▶ [TASK DESCRIPTION]
Everything in the data below except the pictures must be repeated word for word.

▶ [LISTED ENTRIES]
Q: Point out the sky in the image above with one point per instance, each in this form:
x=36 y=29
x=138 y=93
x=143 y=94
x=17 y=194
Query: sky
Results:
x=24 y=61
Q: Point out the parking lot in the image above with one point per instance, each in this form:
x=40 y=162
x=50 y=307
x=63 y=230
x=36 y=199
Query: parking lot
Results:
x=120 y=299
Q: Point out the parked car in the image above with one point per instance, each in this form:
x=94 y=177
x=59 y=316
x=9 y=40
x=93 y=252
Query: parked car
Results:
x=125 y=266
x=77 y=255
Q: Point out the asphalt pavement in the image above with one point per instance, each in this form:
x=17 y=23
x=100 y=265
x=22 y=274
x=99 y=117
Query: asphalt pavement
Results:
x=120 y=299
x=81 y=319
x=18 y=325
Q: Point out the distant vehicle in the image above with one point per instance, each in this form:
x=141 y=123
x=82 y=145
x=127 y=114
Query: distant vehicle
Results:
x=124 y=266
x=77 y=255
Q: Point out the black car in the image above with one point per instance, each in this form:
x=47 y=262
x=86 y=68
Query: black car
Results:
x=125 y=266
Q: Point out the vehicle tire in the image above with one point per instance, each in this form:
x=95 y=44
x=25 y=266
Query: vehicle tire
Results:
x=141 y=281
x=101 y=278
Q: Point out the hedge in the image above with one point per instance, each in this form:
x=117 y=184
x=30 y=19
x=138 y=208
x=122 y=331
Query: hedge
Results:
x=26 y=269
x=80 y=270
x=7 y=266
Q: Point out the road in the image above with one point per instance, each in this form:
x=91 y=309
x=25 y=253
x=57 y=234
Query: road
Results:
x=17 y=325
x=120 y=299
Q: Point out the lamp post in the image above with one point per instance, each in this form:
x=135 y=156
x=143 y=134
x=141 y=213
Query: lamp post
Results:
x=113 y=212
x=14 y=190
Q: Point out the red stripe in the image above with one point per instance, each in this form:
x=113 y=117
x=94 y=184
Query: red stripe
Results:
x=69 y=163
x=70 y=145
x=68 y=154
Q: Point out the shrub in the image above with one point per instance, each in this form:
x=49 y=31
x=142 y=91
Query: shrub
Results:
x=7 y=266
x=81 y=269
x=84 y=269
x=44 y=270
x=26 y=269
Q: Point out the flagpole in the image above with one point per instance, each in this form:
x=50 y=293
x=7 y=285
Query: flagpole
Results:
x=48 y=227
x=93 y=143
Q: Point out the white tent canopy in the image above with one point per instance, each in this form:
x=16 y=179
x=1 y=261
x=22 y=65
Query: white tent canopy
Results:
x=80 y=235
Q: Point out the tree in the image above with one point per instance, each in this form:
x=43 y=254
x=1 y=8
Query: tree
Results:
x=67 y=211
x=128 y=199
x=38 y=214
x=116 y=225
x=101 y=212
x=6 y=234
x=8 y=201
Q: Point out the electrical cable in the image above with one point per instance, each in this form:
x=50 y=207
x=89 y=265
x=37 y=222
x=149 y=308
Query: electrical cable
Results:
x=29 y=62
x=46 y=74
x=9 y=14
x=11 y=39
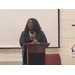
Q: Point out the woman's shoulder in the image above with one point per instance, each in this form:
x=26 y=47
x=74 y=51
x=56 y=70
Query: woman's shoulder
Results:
x=24 y=32
x=41 y=32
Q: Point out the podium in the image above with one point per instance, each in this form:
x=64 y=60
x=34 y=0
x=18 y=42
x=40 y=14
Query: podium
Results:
x=35 y=49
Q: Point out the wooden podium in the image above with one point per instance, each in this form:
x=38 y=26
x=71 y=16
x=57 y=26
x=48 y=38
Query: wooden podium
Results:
x=36 y=48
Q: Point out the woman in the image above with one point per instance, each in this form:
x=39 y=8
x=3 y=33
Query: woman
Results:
x=32 y=35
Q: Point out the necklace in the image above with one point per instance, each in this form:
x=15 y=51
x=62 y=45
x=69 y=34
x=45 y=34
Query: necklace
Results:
x=32 y=36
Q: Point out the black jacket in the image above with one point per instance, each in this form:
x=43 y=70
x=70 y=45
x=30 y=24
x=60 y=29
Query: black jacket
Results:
x=25 y=38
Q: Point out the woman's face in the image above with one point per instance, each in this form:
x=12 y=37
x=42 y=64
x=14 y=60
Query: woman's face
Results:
x=30 y=25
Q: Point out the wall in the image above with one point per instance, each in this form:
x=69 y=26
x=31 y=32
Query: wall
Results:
x=67 y=18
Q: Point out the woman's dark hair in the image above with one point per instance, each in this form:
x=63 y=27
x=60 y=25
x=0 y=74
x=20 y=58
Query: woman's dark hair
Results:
x=36 y=25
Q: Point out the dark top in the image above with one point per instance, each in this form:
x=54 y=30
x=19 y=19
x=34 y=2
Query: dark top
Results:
x=25 y=38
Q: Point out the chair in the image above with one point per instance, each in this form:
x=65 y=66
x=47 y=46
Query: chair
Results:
x=52 y=59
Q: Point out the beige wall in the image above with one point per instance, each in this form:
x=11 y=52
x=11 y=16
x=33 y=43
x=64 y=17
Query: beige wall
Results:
x=67 y=18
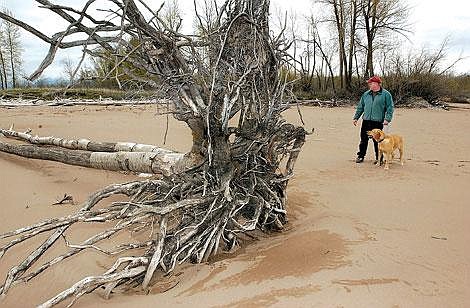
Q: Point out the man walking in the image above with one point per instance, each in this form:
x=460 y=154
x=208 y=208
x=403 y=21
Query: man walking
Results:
x=376 y=108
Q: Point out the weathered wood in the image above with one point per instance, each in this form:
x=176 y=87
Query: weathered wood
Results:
x=163 y=162
x=234 y=178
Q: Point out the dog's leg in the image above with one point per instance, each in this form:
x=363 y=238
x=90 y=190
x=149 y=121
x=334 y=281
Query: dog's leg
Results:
x=387 y=160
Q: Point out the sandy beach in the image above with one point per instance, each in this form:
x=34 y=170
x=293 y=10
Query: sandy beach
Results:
x=358 y=236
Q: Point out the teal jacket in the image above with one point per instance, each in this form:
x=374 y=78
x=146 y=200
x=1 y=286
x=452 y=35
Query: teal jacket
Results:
x=378 y=108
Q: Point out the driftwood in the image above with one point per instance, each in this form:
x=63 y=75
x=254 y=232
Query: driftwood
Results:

▶ [OUTPUT BELOW]
Q: Point out the sky in the image above with one point per instance, each in this form:
x=36 y=29
x=138 y=93
x=143 y=94
x=17 y=194
Query: sky
Results:
x=24 y=61
Q: Point out the parking lot in the image above with one point per instance, each in this form:
x=40 y=162
x=50 y=307
x=63 y=230
x=36 y=199
Query: parking lot
Results:
x=120 y=299
Q: Point out the parked car in the image above with one point per instance, each in this form:
x=94 y=177
x=59 y=316
x=9 y=40
x=93 y=252
Query: parked car
Results:
x=125 y=266
x=77 y=255
Q: Point out the asphalt pavement in the image above with one point per instance, each in this form:
x=17 y=23
x=100 y=265
x=22 y=274
x=99 y=117
Query: asphalt pavement
Results:
x=120 y=299
x=81 y=319
x=18 y=325
Q: Point out the distant vehicle in the image above with one point per instance, each in this form:
x=141 y=123
x=82 y=145
x=127 y=114
Query: distant vehicle
Results:
x=124 y=266
x=77 y=255
Q: Point out the black car in the image above with one point per instance, each in this form:
x=47 y=262
x=86 y=68
Query: black car
Results:
x=125 y=266
Q: Point out the vehicle tire in the image above with one point per instance, each in this form:
x=95 y=44
x=25 y=266
Query: vehicle tire
Results:
x=141 y=281
x=101 y=278
Q: Point out the hedge in the image above with one point per instance, each in this form:
x=117 y=184
x=30 y=19
x=138 y=208
x=122 y=331
Query: hedge
Results:
x=26 y=269
x=80 y=270
x=7 y=266
Q: Point out the road in the image above with one point per instance, each in this form:
x=91 y=309
x=25 y=253
x=57 y=234
Query: road
Results:
x=17 y=325
x=120 y=299
Q: Point out the lamp post in the image above with one point per instance, each in this form:
x=135 y=156
x=143 y=134
x=141 y=213
Query: lamp post
Results:
x=113 y=212
x=14 y=190
Q: Point out the red stripe in the image above with one point per instance, each in this form:
x=113 y=117
x=94 y=184
Query: red stripe
Results:
x=69 y=163
x=70 y=145
x=68 y=154
Q: Point out the shrub in the image above with one point per instance, each in this form:
x=49 y=31
x=142 y=91
Query: shrub
Results:
x=7 y=266
x=81 y=269
x=84 y=269
x=44 y=270
x=26 y=269
Q: Point out the flagpole in the image above with one point per instance, each in this form:
x=50 y=293
x=7 y=285
Query: flagpole
Results:
x=48 y=227
x=93 y=143
Q: Point out the white tent canopy in the image above with one point per instance, each in this form:
x=16 y=179
x=1 y=261
x=22 y=65
Query: white tent canopy
Results:
x=80 y=235
Q: Point out the tree in the image above with one point per instance, each in this form:
x=43 y=254
x=1 y=8
Query: tree
Results:
x=67 y=211
x=128 y=199
x=38 y=214
x=116 y=225
x=101 y=212
x=6 y=234
x=8 y=201
Q: Point out the electrical cable in the image above with one point per instance, each in this form:
x=50 y=207
x=89 y=265
x=37 y=222
x=149 y=308
Query: electrical cable
Results:
x=29 y=62
x=46 y=74
x=9 y=14
x=11 y=39
Q: Point out the woman's shoulder in the image above with one point per instance, each in this form:
x=26 y=47
x=74 y=51
x=56 y=70
Query: woman's shoulder
Results:
x=24 y=32
x=41 y=32
Q: Point out the podium in the image above with one point per instance, each in this form:
x=64 y=60
x=34 y=0
x=18 y=42
x=40 y=14
Query: podium
Results:
x=35 y=49
Q: Point out the wooden podium in the image above with one point per instance, each in this form:
x=38 y=26
x=71 y=16
x=57 y=26
x=48 y=38
Query: wooden podium
Results:
x=36 y=48
Q: Point out the woman in the image above with one point per instance, each in this form:
x=39 y=8
x=3 y=33
Query: woman
Results:
x=32 y=35
Q: Point out the necklace in the image above with one point per instance, each in this form:
x=15 y=51
x=62 y=45
x=69 y=34
x=45 y=34
Query: necklace
Results:
x=32 y=36
Q: Point out the black jacket in the image above with one point per instance, each in this form:
x=43 y=70
x=70 y=45
x=30 y=24
x=60 y=29
Query: black jacket
Results:
x=25 y=38
Q: Point out the woman's face in the image above with one point per instance, each in this form:
x=12 y=37
x=42 y=64
x=14 y=60
Query: woman's face
Results:
x=30 y=25
Q: Point out the wall in the image above with one point per instance, each in this form:
x=69 y=26
x=31 y=32
Query: wall
Results:
x=67 y=18
Q: Point out the woman's dark hair in the image above with one point per instance, each in this form:
x=63 y=27
x=60 y=25
x=0 y=74
x=20 y=58
Query: woman's dark hair
Results:
x=36 y=25
Q: Point out the dark top in the image above with one point per instance, each in this form:
x=54 y=30
x=19 y=19
x=34 y=2
Query: dark top
Results:
x=25 y=38
Q: Point out the chair in the image above with one point per instance, each in this form:
x=65 y=66
x=47 y=46
Query: chair
Results:
x=52 y=59
Q: Point out the beige wall in the image above with one point per instance, each in this form:
x=11 y=52
x=11 y=16
x=33 y=43
x=64 y=17
Query: beige wall
Results:
x=67 y=18
Q: Point out the man walking in the image above with one point per instance, each in this form:
x=460 y=154
x=208 y=208
x=403 y=21
Query: man walking
Results:
x=376 y=108
Q: Point out the weathered wood in the image above with one point per instance, each in this form:
x=176 y=87
Query: weathered wood
Results:
x=163 y=162
x=234 y=178
Q: Point out the dog's leg in the image above with one point per instance, each in this form:
x=363 y=238
x=90 y=190
x=149 y=121
x=334 y=281
Query: dog's leg
Results:
x=387 y=160
Q: Point out the sandy beach in the image above with one point per instance, each in this form:
x=34 y=170
x=293 y=10
Query: sandy beach
Results:
x=358 y=236
Q: Point out the teal jacket in the image above with one point per instance, each in this form:
x=374 y=78
x=146 y=200
x=1 y=286
x=452 y=35
Query: teal jacket
Results:
x=378 y=108
Q: Point out the driftwood in the image above with one point per instance, each in this form:
x=63 y=75
x=254 y=232
Query: driftwood
Results:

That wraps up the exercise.